*Bereitgestellter Text*.
————
Mir wurde schlagartig übel, und ich erstarrte auf meinem Platz. Welch ein Horror! Wie ein Flash Back überfluteten mich alle Gefühle und Körperempfindungen aus dem letzten Jahr. Anfang Juli vor einem Jahr wurde auf der Poppenbüttler Landstrasse ein 19-jähriges Mädchen getötet. Sie fuhr mit ihrem Fahrrad auf dem Radweg geradeaus, der LKW bog rechts ab und erfasste sie. Sie hieß Fine, sie war eine lebendige, aufgeschlossene, lebenshungrige junge Frau, die nach ihrem Abitur jobbte, um mit dem Freund eine große Reise zu machen. Sie ging seit der ersten Klasse mit meiner Enkelin Lilly in die Schule und war seitdem auch mit ihren drei Schwestern eng befreundet.

Für Fines Eltern und ihren Bruder wird das Leben nie wieder wie vorher werden. Nie wieder heil. Für 24 andere Familien in Hamburg ebenfalls nicht. Für mich klingt es schrecklich, wenn in Verlautbarungen der Polizei, abgedruckt im Hamburger Abendblatt oder anderen Medien, positiv festgestellt wird, dass die Zahl der Verkehrstoten von 28 in 2021 auf 24 im Vorjahr gesunken ist.

Es gab fast 30.000 Unfälle in Hamburg von Januar bis Juni 2022, davon 1477 mit Radfahrern und Radfahrerinnen. Ich finde die immer gleichen Formulierungen von Polizei und Medien schwer erträglich: „Der Fahrer konnte nicht mehr bremsen.” „Der Fahrer hatte (k)einen Abbiegeassistenten.” „Der Fahrer hat sie/ihn nicht sehen können.” Ja warum denn nicht? Was wäre passiert, wenn alle LKWs – wie beim Abbiegen vorgeschrieben – mit maximal 7 km/h durch die Kurve fahren? Wenn der gesamte Verkehr in Hamburg auf 30 km/h entschleunigt wäre, wie vom Deutschen Städtetag gefordert?
————
Datensatzeinträge
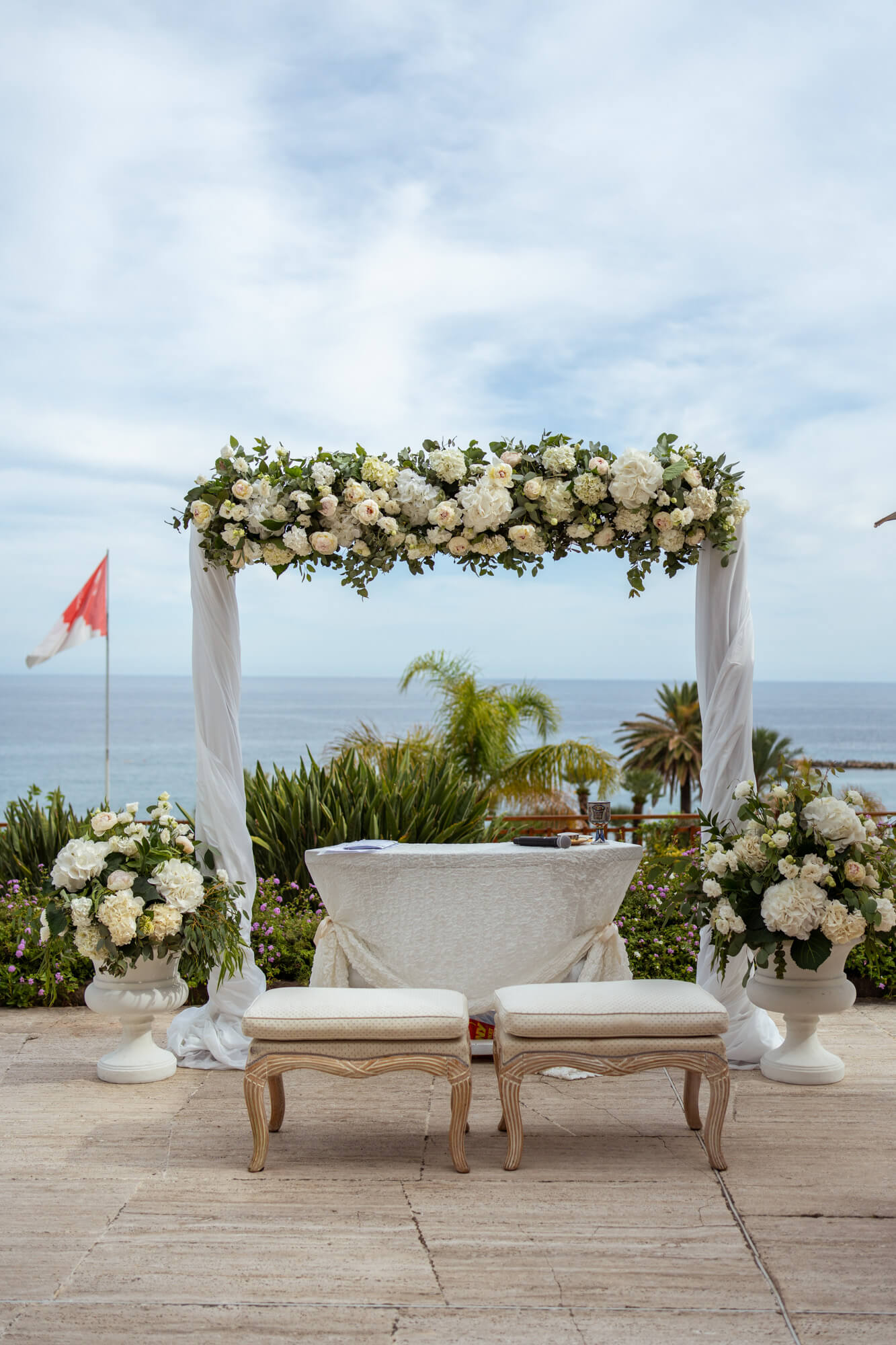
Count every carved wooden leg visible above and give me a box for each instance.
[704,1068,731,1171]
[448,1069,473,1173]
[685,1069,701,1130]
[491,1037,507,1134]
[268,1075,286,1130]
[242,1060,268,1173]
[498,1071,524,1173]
————
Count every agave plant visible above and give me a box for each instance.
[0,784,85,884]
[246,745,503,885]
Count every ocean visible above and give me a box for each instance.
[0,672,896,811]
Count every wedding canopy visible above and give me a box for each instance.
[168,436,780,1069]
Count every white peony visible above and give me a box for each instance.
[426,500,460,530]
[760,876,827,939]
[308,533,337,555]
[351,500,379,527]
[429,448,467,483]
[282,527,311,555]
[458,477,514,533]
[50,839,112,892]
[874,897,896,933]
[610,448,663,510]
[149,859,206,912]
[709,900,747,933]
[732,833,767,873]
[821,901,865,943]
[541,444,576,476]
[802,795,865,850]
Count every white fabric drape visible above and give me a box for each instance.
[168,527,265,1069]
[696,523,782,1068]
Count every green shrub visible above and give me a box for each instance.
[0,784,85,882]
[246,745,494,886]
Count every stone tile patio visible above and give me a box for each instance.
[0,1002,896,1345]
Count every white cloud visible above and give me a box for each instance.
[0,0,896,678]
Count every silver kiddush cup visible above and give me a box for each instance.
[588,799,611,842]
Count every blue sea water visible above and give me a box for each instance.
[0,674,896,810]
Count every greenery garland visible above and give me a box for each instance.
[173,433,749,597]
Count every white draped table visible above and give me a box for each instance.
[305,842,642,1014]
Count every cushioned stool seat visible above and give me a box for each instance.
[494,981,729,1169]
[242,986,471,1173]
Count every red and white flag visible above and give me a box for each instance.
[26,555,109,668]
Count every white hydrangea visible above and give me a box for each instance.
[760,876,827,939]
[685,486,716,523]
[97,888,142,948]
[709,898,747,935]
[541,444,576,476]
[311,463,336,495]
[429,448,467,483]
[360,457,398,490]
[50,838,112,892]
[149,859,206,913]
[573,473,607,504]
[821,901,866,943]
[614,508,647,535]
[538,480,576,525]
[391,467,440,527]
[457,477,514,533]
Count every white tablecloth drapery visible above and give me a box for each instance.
————
*Aufgaben und Übungen*.
1. Beantworten Sie anhand des Textes über den tödlichen Radunfall in Hamburg diese Fragen:
(a) Wie alt war Fine, als sie getötet wurde?
(b) Mit welcher Höchstgeschwindigkeit dürfen LKWs laut Text beim Abbiegen durch die Kurve fahren?
(c) Wie viele Unfälle mit Radfahrern und Radfahrerinnen gab es in Hamburg von Januar bis Juni 2022?
2. Schreiben Sie den Text über den tödlichen Radunfall in Hamburg im Anschluss an seinen letzten Satz weiter.
Die Datensätze stammen aus einer anderen Quelle als der Text.

*Lösungen im Einzelnen*.
1.
(a) Sie war 19 Jahre alt.
(b) Mit maximal 7 km/h.
(c) 1477 Unfälle.

2.
Warum ist das in Hamburg so undenkbar? Warum wird man bei diesen Forderungen von unseren Entscheidern als naiv angesehen? Warum wird behauptet, die Wirtschaft oder wahlweise der HVV brechen zusammen, würde Tempo 30 in Hamburg verwirklicht werden?  Warum wird in der Berliner Verkehrspolitik weiterhin ein armselig überkommener Freiheitsbegriff aus den 70ern hochgehalten: „Freie Fahrt für freie Bürger”? Was muss noch alles passieren, damit Menschenleben, Gesundheit, Kindersicherheit, Familienglück, Respekt vor älteren Menschen, Priorität haben vor dem Paradigma: Der Verkehr muss fließen?!

Fließt er woanders nicht? Steht er weltweit still, ganz Europa im Stau, weil dort nicht dem Recht des PS-Stärkeren gehuldigt wird? „Wer am schnellsten fährt, ist der King!“ Die deutsche Verkehrspolitik prägt und zementiert dieses menschenverachtende Ideal seit Jahrzehnten. Es erzieht die Menschen zum mangelnden Respekt und zu fehlender Rücksichtsnahme auf schwächere Verkehrsteilnehmer. Da schaut man gar nicht hin, man „muss“ ja schnell weiter. Wichtig, wichtig!

Warum echauffiere ich mich so? Weil ich kaum noch Rad fahre, außer in Groß Borsteler Wohnstraßen. Weil ich Sorge habe, dass irgendwann das erste Kind beim Überqueren des Tarpenbeker Wanderwegs (mittlerweile ein Radschnellweg) durch einen eiligen Radfahrer zu Schaden kommt. Weil mich die latente Aggressivität im Straßenverkehr belastet. Weil es anders ginge.

Hier in Italien, wo ich noch bin, während ich schreibe, wird durchaus flott gefahren. Aber man achtet sehr intensiv aufeinander. Es wird nicht rechthaberisch agiert, ich sehe keine Aggressionen.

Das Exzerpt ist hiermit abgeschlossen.